======== Excerpted passage ========

Debra Barrera, Balloons, 2012, archival inkjet print, 8" x 10 5/8"

Debra Barrera, Precious Moments Bible, 2012,  archival inkjet print, 8" x 10 5/8"

The sensuality comes through in her drawings of cars. The detailed graphite renderings of the cars reminds me of fellow Moody Gallery artist Michael Bise. The suspension of the subject and the drawings lack of mundane contextual details suspend the subject and elevate it to an ideal, similar to the drawings of Robert Pruitt. Where as his stark presentation of his subjects force you to confront his blend of ethnic and social and political symbols and stereotypes, Barrera's sports cars read as an erotic ideal. Each one is a petite mort, distilled from time and space, complete and unending within the confines of the frame as if within an evening of making love. The timelessness is evident in Circuit (Mont-Tremblant) in which the cars eternally race toward a non-existent finish line, accelerator to the floor, engines screaming.

Debra Barrera, Circuit (Mont-Tremblant), 2012, graphite on paper, 20" x 28"

Two other pieces draw on the automobile's sex-death symbolism. In Skoda Favorit over Toroweap, a car has driven over a cliff and we are witnessing it moments before impact, wincing with anticipation of the power and pain on impact, a moment before completion, before climax.

Debra Barrera, Skoda Favorit over Toroweap, 2012, graphite on paper, 28" x 18"
The other drawing features the Lamborgini that Grace Kelly drove at the 1967 Grand Prix in Monaco. The reference to the sex symbol Grace Kelly adds to the pieces sexual allure but it is Barrera's masterful rendering of the Lamborgini, the 20th century sex symbol equivalent of Michelanglo's David, that delivers it. The allusion to death is included in the reference to Grace Kelly, who suffered a stroke and drove her car over a cliff. Such a beautiful princess. Such a sexy car. Such a romantic death.

======== Data extracts ========

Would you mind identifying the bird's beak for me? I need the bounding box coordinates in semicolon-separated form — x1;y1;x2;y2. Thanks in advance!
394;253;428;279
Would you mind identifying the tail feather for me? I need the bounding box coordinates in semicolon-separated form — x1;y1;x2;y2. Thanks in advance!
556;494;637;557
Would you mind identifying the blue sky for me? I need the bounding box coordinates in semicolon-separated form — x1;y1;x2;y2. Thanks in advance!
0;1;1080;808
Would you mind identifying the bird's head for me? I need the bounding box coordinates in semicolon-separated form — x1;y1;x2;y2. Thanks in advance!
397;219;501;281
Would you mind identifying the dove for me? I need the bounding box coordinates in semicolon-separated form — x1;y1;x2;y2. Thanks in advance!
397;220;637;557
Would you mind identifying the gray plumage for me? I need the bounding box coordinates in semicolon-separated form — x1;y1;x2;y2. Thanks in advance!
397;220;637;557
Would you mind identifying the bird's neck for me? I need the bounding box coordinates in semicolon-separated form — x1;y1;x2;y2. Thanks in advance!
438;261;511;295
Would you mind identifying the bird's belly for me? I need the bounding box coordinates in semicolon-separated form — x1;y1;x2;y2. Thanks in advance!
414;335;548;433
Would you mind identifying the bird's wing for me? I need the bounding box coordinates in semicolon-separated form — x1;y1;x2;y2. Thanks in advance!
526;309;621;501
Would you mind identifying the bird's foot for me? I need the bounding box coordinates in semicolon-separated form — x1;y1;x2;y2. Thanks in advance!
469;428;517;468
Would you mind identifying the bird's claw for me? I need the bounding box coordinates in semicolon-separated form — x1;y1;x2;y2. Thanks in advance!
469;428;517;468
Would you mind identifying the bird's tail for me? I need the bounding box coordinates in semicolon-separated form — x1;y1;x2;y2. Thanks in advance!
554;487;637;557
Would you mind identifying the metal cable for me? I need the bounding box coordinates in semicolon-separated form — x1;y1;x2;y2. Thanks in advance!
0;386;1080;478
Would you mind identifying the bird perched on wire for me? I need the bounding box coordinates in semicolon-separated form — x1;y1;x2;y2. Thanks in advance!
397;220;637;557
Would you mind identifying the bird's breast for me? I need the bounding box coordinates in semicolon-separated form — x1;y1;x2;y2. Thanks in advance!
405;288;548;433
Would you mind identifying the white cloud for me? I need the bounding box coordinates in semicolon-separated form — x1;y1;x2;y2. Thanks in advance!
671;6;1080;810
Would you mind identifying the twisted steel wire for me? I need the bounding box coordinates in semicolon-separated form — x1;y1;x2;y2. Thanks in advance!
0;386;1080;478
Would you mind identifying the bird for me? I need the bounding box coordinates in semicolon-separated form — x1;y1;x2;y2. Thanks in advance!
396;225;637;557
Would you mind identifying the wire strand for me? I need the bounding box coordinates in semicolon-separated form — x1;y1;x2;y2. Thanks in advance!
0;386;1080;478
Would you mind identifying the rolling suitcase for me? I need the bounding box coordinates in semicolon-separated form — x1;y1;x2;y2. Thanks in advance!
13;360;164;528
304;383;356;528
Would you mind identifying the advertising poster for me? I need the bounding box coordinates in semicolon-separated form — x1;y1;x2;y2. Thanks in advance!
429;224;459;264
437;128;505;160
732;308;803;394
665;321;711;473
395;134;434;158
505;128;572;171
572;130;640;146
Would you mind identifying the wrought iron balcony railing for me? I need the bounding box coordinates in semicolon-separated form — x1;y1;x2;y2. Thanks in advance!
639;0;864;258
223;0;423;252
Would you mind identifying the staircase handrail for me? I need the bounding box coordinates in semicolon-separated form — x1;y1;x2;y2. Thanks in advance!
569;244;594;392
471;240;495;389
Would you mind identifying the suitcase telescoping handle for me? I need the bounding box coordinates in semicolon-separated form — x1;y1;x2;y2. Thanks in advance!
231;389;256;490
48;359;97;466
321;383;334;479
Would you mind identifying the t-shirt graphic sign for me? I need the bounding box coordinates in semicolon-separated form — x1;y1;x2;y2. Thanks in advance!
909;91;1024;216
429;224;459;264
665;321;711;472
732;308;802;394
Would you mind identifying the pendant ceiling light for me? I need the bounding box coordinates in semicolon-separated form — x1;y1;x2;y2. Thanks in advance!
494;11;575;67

========

Study questions
[1] From the Debra Barrera review, reproduce the passage between "The other drawing" and "a romantic death.", inclusive.
[2] According to the Debra Barrera review, what does Skoda Favorit over Toroweap show happening to the car?
You can ignore the lines; they aren't needed here.

Task responses
[1]
The other drawing features the Lamborgini that Grace Kelly drove at the 1967 Grand Prix in Monaco. The reference to the sex symbol Grace Kelly adds to the pieces sexual allure but it is Barrera's masterful rendering of the Lamborgini, the 20th century sex symbol equivalent of Michelanglo's David, that delivers it. The allusion to death is included in the reference to Grace Kelly, who suffered a stroke and drove her car over a cliff. Such a beautiful princess. Such a sexy car. Such a romantic death.

[2] The car has driven over a cliff and is shown moments before impact.